■ **Exercise goal**: Which lines in the records below contain the word "flag"? Copy each such line in full.

■ **Rows**:
= = =
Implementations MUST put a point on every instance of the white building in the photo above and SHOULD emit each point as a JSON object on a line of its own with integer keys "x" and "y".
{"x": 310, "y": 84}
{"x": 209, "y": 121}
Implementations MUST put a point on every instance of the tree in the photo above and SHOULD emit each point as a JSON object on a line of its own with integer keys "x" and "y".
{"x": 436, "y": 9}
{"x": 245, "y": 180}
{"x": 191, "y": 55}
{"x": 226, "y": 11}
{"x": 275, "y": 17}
= = =
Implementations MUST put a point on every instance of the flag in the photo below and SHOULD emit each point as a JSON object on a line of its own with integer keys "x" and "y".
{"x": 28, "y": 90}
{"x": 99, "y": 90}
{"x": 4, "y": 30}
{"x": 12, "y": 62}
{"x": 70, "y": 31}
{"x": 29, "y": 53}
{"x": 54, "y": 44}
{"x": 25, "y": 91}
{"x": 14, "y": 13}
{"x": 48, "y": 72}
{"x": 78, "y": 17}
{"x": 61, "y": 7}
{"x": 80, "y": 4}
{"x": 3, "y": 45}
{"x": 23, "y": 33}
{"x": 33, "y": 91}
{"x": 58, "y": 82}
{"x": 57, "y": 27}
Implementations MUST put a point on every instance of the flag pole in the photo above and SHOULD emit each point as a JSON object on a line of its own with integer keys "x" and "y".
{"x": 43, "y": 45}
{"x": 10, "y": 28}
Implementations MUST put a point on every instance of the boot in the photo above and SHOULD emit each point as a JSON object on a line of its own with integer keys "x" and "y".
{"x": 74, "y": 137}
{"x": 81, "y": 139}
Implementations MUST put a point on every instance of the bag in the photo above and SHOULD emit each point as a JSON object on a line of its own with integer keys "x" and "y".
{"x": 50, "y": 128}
= = =
■ **Solution to this problem**:
Implementations MUST put a point on every instance of the flag in the photo below and SHOULD emit each point as a JSON object on a line of its own with integer keys "x" and "y".
Implementations MUST put a point on every instance of the flag pole in the photo above and SHOULD emit each point as a JSON object on a line of its own with integer keys "x" and "y".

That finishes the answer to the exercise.